→ Study text

Prosthetics That Restore Feeling: Person or Property?

Traditional prosthetic limbs allow amputees to walk, dance, and hold objects, but all while relying heavily on vision. To hold an object with a traditional prosthetic, a person must visually determine where and with how much force to grasp the object without dropping or crushing it.

But in the last few months, there has been a breakthrough in prosthetic technology at the University of Pittsburgh and the University of Pittsburg Medical Center. Scientists there have discovered how to communicate what a prosthetic is touching directly to a person’s brain, allowing the person to vaguely identify feeling. This biomedical device is called a Modular Prosthetic Limb (MPL). It is an arm and hand combination, and it has over 100 sensors that record vibrations, temperature, torque, and contact to send to the user’s brain.

The device was tested on a patient in a lab at Pittsburg by inserting electrodes into his brain. The electrodes received sensor inputs from the MPL as electric signals, and the patient’s brain interpreted these signals as touch sensations. At this stage, it takes several weeks for the brain to adjust to the inserted electrodes, so the device will not be available commercially in the near future. Aside from that, the technology is still far too unreliable. But devices like the MPL have the potential to significantly improve the lives of amputees.

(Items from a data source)
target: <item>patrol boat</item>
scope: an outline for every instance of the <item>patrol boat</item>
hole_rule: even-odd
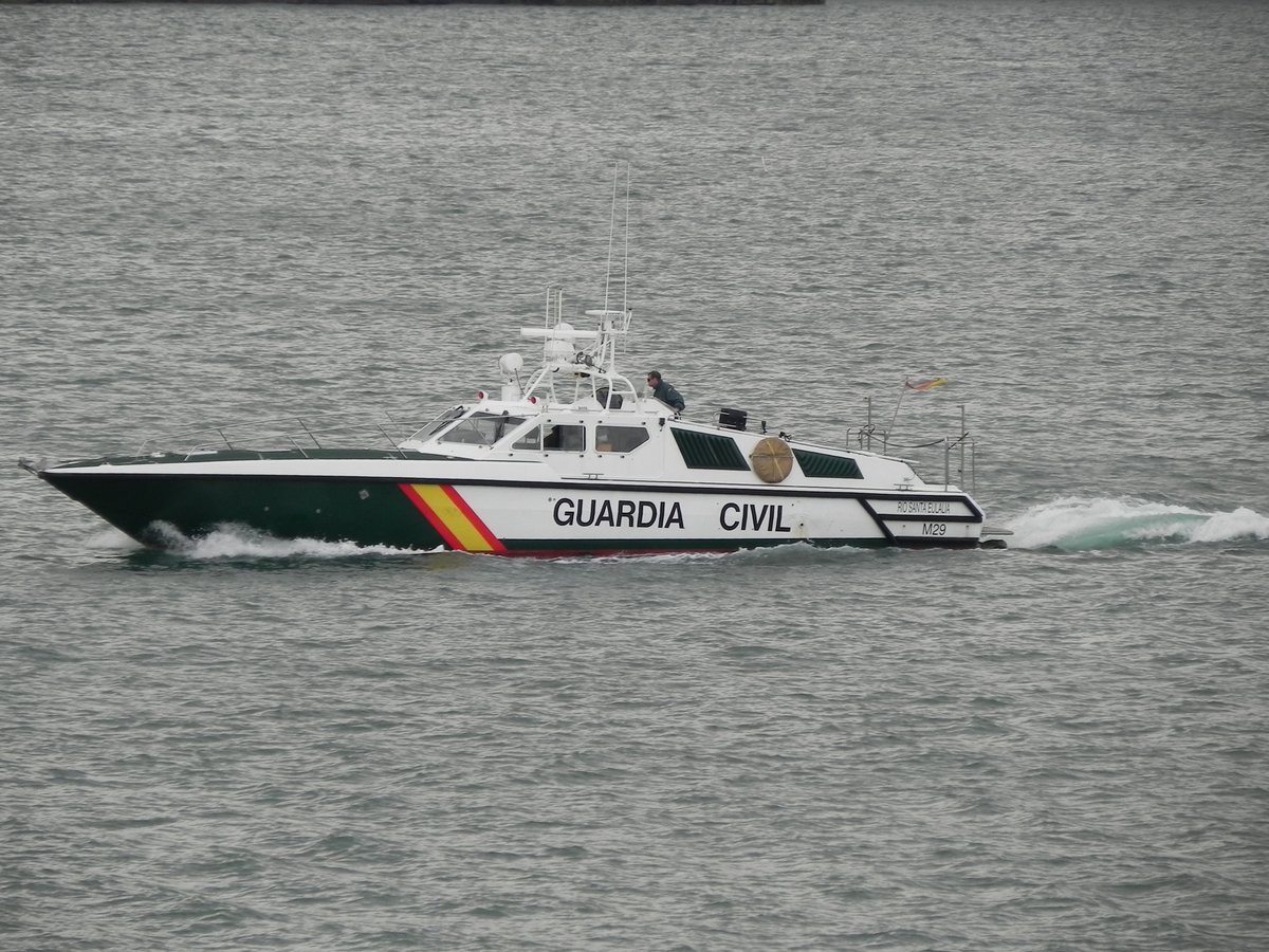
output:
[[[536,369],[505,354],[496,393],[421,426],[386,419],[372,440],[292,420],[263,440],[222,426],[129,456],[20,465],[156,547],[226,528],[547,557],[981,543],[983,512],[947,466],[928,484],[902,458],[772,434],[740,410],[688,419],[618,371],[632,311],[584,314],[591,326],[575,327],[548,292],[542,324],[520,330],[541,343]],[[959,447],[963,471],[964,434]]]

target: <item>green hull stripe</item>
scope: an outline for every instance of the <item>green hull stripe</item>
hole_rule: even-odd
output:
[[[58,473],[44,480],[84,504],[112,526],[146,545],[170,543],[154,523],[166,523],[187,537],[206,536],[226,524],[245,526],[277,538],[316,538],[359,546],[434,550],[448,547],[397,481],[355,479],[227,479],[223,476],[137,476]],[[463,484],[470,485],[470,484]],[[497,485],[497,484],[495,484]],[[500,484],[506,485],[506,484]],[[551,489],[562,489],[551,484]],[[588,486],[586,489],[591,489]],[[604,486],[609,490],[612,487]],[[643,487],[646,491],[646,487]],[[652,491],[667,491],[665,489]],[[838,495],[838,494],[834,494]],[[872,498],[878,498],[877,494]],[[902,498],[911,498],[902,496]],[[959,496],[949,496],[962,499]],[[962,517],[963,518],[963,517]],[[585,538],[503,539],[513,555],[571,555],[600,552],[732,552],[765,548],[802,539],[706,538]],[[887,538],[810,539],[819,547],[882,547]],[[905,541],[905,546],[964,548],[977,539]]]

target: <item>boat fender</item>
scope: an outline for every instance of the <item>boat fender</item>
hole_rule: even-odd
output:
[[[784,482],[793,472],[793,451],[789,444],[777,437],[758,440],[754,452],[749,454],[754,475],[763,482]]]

→ Assignment
Continue the article on prosthetics that restore feeling, starting after its last sentence.

→ Task result
If prosthetic limbs can feel just like normal limbs, are they property, or an extension of the person? Currently, harm to prosthetics is considered property damage. But since the goal of the MPL is to wholly restore the lost functions of an actual limb, it might follow that it could be recognized as part of the user’s body. Consequently, any damage to the limb might be considered a personal injury.

This categorization would lead to valuation issues. As machinery, the cost of a damaged prosthetic can be determined by market prices of all materials used in creating the prosthetic. Measuring the worth of damage to somebody’s hand or arm is much more difficult, and has the potential to vary based on the injured party’s livelihood, age, and a number of other factors.

While the development of the MPL and similar technologies will inevitably raise such questions in the personal injury and product liability worlds, the benefits they provide to people will significantly outweigh the costs of determining their legal standing.